Source data.
====

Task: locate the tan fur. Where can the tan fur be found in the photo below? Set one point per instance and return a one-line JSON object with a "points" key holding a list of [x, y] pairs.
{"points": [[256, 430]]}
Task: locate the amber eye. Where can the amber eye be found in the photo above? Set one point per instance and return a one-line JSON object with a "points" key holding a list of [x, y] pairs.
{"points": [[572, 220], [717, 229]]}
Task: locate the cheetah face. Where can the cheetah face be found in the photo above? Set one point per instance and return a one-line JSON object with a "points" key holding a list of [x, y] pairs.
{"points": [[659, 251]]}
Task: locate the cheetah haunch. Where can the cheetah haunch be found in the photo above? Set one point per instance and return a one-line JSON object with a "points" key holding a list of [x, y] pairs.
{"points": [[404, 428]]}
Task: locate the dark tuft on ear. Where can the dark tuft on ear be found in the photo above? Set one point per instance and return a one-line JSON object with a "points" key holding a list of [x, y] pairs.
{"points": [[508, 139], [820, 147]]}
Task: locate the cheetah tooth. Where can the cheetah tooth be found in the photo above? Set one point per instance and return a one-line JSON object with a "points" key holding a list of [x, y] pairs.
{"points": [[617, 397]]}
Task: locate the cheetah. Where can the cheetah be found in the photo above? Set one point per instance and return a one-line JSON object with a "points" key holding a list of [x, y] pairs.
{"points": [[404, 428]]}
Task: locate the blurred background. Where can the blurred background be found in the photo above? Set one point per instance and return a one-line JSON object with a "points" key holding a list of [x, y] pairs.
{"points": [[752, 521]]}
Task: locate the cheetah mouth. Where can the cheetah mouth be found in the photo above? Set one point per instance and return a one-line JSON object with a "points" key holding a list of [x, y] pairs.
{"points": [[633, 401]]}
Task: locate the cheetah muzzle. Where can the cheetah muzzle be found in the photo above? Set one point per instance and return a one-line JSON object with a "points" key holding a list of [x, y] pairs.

====

The material shown above is to be retyped in full, without alteration.

Task: locate the tan fur. Where can the tan fur be found in the photo below? Set one point per instance and return a one-line JSON object with a "points" key holding a list of [x, y] pairs.
{"points": [[256, 430]]}
Task: locate the amber eye. Where can the amber eye be found in the photo above? Set one point per instance and return a one-line JSON object with a "points" key holding a list of [x, y] pairs.
{"points": [[572, 220], [717, 229]]}
Task: locate the cheetah face. Where can the cheetah face be found in the photo above? Set one point per instance and return a one-line JSON object with a "points" key holding a list of [x, y] pairs.
{"points": [[659, 251]]}
Task: locate the cheetah haunch. Where can the cheetah haunch be found in the photo above? Set one point per instance and return a one-line JSON object with a "points" key holding a list of [x, y] pairs.
{"points": [[404, 428]]}
Task: locate the dark tuft on ear. Where can the dark tuft on ear be found in the photo above? Set one point per instance and return a one-line JSON object with a "points" key holding a list of [x, y] pairs.
{"points": [[508, 139], [820, 147]]}
Task: locate the cheetah tooth. Where can the cheetah tooth be found in the photo above? Set one point per instance and return a one-line JSON object with a "points" key holding a list of [x, y] pairs.
{"points": [[617, 397]]}
Task: locate the cheetah. Where can the cheetah be found in the photo above? Set one point per instance and return a one-line JSON object with a "points" key holding a list of [x, y] pairs.
{"points": [[404, 428]]}
Task: locate the blurred background. Where can the blurred background be found in the photo above? Set one point per instance and return a one-line JSON object with a "points" key holding a list of [x, y] pairs.
{"points": [[752, 521]]}
Task: locate the cheetah mouth. Where can the cheetah mouth be found in the photo above? Set one point per instance and return a one-line JSON object with a "points" key holding a list of [x, y] pairs.
{"points": [[633, 401]]}
Task: locate the cheetah muzzle. Where can the cheetah muzzle be found in the photo above? Set one point per instance and return a one-line JSON object with a "points" key holding a list of [x, y] pairs.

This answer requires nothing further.